### TEXT SEGMENT
==================================================
The significance of this moment is difficult to overestimate. Whatever we say about it is less than what it fully means. It is a surprising work of God that explodes all expectations, anticipations, and limitations. What Joel envisions is the veritable shaking of the cosmos to its core; it is as if the universe has reversed its course. The light of the sun has been darkened, and the light of the mood has become blood red. Heaven and earth are on fire! What has ignited the cosmos?
At Pentecost, God poured the Holy Spirit upon Israel!
But what, exactly, does that mean in the light of Joel’s words. This Pentecostal moment is too significant, too important, and too meaningful to encapsulate in a single, brief homily. For this moment, I want to simply focus on Joel’s words, which Peter quoted and said, “This is that!”
But before we focus on Joel, an important piece of Israel’s history needs attention as part of the context of Peter’s pronouncement.
During Israel’s journey through the wilderness from Sinai to Canaan, God gave Moses some help. God took “some of the spirit that was on [Moses] and put it on the seventy elders; and when the spirit rested upon them, they prophesied” (Numbers 11:25). Surprisingly, some thought this was a threat to Moses, and they objected; even Joshua wanted Moses to stop them from prophesying. How did Moses respond? He anticipated Joel’s words: “Would that all the Lord’s people were prophets, and that the Lord would put his spirit on them.”
Now, that day had come. At Pentecost, God pours the Spirit upon Israel, all of Israel. On that day, everyone who committed to Jesus as Lord, repented of their sins, and was immersed in water for the forgiveness of their sins received the gift of the Holy Spirit (Acts 2:38). God gives the Spirit to everyone in Israel who follows the Messiah.
But Joel’s words say more than this. Not only does Peter declare that all Israel now receives God’s Spirit, he also—even without his own full understanding—announces the seismic change that has begun on this day.
==================================================
### TASKS FOR THIS EXERCISE
1) Revise the stretch of the Pentecost passage from "But what, exactly, does" through "of Peter’s pronouncement.", replacing "homily" with "sermon".
2) In the Pentecost passage, who wanted Moses to stop the elders from prophesying?

(Stored data entries)
==================================================
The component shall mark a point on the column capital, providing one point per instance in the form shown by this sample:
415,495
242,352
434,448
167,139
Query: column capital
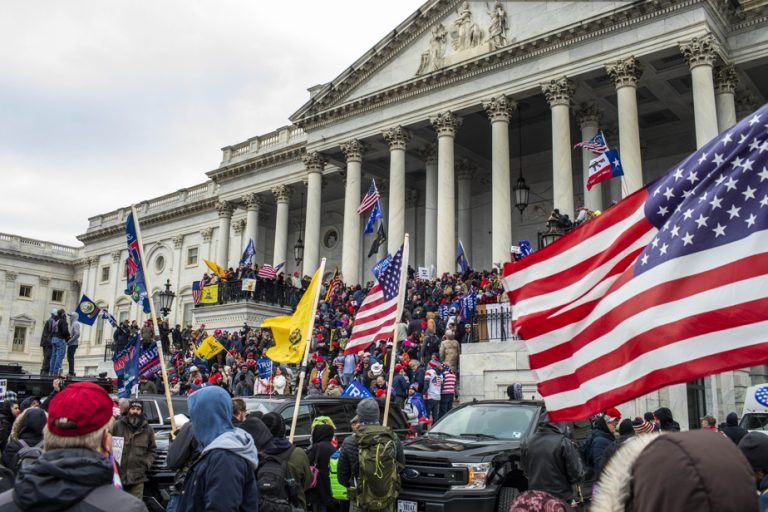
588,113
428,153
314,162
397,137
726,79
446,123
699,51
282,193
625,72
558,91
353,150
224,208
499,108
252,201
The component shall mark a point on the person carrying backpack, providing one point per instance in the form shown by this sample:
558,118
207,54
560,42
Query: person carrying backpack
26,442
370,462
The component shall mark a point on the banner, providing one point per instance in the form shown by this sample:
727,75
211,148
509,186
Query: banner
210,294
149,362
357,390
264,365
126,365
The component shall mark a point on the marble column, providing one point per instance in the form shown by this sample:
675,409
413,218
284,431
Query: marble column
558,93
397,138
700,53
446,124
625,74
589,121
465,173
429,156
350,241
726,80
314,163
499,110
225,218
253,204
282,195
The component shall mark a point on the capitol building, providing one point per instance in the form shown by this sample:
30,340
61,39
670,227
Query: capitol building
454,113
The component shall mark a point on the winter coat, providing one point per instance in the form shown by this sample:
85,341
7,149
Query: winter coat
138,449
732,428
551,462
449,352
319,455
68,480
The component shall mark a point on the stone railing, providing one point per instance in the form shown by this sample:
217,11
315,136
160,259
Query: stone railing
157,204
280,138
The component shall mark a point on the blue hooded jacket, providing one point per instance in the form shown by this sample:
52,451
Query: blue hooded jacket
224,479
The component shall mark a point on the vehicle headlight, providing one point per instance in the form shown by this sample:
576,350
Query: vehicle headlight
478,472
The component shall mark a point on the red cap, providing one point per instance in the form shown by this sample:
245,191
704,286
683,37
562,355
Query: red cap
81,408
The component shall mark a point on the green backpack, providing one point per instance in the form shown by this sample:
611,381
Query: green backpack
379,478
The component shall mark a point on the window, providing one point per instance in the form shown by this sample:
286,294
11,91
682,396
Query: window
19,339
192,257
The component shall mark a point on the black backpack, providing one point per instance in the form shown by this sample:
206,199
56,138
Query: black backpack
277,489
==================================================
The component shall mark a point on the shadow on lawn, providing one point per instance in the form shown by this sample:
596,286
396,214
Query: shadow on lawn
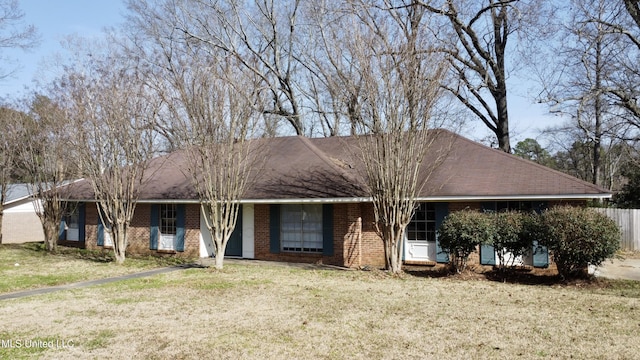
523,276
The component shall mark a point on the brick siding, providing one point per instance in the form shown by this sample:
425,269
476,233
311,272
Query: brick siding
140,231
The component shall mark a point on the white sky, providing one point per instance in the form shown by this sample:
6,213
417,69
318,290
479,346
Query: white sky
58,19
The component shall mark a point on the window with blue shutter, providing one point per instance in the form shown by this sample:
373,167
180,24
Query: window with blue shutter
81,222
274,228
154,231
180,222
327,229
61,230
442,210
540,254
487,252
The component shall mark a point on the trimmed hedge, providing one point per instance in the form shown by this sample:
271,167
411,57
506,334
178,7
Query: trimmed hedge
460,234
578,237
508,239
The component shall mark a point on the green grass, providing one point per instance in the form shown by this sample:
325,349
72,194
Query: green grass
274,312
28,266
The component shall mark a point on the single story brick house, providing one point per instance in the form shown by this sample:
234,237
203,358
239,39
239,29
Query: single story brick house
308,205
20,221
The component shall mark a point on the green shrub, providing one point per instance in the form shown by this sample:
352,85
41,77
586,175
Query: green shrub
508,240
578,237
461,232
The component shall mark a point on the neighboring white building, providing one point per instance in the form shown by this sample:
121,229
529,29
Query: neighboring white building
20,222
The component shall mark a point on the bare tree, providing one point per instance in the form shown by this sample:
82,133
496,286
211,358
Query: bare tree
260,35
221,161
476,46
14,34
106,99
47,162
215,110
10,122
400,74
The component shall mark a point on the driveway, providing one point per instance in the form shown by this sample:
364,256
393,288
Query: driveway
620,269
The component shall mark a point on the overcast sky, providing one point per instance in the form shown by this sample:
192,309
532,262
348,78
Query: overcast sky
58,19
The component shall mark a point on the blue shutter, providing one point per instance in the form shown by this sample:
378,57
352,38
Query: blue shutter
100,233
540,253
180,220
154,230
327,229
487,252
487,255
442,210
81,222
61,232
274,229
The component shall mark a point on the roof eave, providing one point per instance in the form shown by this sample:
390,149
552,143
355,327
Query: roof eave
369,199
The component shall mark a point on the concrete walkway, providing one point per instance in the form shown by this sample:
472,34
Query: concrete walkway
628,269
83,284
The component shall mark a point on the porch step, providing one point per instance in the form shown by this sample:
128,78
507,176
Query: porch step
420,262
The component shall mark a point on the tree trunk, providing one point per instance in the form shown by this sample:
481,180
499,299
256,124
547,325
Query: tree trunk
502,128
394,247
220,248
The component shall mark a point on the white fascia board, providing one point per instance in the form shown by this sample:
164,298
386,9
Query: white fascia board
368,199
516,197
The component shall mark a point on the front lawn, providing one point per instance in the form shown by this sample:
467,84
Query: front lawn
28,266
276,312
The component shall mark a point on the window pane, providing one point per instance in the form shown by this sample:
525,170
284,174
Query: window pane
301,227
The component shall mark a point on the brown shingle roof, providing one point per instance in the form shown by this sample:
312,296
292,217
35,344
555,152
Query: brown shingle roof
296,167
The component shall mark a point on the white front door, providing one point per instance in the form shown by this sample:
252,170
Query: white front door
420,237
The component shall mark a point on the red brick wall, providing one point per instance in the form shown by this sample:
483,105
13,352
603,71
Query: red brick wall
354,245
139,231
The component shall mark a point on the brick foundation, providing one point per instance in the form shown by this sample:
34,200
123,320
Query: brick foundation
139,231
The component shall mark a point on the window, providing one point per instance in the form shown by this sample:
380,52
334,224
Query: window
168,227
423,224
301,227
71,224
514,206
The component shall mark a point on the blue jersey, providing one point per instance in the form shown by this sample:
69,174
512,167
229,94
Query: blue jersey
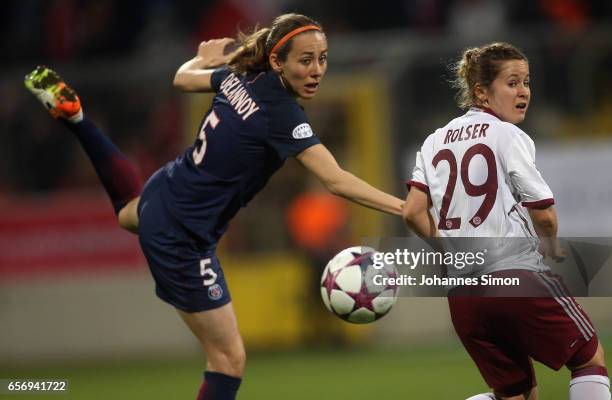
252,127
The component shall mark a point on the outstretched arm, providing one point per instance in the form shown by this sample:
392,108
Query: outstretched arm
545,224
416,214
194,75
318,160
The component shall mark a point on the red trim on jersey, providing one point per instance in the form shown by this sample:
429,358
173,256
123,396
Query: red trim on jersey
==================================================
### OUTPUTS IN ORDER
1)
But what, exactly, does that mean in the light of Joel’s words. This Pentecostal moment is too significant, too important, and too meaningful to encapsulate in a single, brief sermon. For this moment, I want to simply focus on Joel’s words, which Peter quoted and said, “This is that!”
But before we focus on Joel, an important piece of Israel’s history needs attention as part of the context of Peter’s pronouncement.

2) Joshua